## What is needed
Rewrite the lines below, putting "Object" wherever "Target" appears and keeping everything else the same.

BEGIN Rows

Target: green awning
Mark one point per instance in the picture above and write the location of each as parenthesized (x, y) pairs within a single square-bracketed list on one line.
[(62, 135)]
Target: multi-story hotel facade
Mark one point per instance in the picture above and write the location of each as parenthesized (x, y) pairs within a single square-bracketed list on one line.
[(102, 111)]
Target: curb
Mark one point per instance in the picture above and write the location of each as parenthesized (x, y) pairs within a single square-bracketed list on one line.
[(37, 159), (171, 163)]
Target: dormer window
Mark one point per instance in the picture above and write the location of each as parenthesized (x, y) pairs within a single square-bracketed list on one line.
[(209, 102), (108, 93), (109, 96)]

END Rows

## Task result
Object: green awning
Mark one point per instance in the picture above and write the location of each as parenthesized (x, y) pairs within a single square-bracketed list on one line.
[(62, 135)]
Object: multi-story hotel facade
Mark one point per instance in the picture above and write the location of each as parenthesized (x, y) pairs within a single square-bracketed list on one line.
[(102, 111)]
Object: curb
Mark one point per instance in the picture above and write the location of each as parenthesized (x, y) pairs within a single square-bracketed list on one line.
[(37, 159), (171, 163)]
Object: dormer window
Mark one point per instance in the picture above and write the location of each as parenthesized (x, y) pairs within a single square-bracketed list on one line.
[(209, 102), (108, 93), (109, 96)]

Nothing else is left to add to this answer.